• [Written task]: Write out again, character for character, the records from their first line through the line containing "127 148 L 114".

• [Records supplied]:
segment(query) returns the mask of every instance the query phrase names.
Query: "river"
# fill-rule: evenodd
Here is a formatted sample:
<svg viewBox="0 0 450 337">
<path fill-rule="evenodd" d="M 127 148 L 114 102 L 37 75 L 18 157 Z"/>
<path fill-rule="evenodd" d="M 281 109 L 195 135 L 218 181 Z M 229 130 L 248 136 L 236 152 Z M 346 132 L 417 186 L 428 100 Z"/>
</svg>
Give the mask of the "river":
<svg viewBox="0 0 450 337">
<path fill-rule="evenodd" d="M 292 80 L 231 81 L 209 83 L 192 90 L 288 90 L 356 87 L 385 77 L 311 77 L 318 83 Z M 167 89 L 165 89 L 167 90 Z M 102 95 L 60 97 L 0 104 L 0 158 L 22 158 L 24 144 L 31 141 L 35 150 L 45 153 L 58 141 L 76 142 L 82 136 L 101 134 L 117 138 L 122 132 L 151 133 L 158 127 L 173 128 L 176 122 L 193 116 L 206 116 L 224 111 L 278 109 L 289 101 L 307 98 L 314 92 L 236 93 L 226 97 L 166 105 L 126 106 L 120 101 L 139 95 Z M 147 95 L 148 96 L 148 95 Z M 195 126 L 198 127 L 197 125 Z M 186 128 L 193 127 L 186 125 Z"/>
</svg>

• [Solution for this problem]:
segment(query) returns the mask of every instance the query phrase names.
Query: "river"
# fill-rule: evenodd
Here is a formatted sample:
<svg viewBox="0 0 450 337">
<path fill-rule="evenodd" d="M 127 148 L 114 102 L 37 75 L 18 157 Z"/>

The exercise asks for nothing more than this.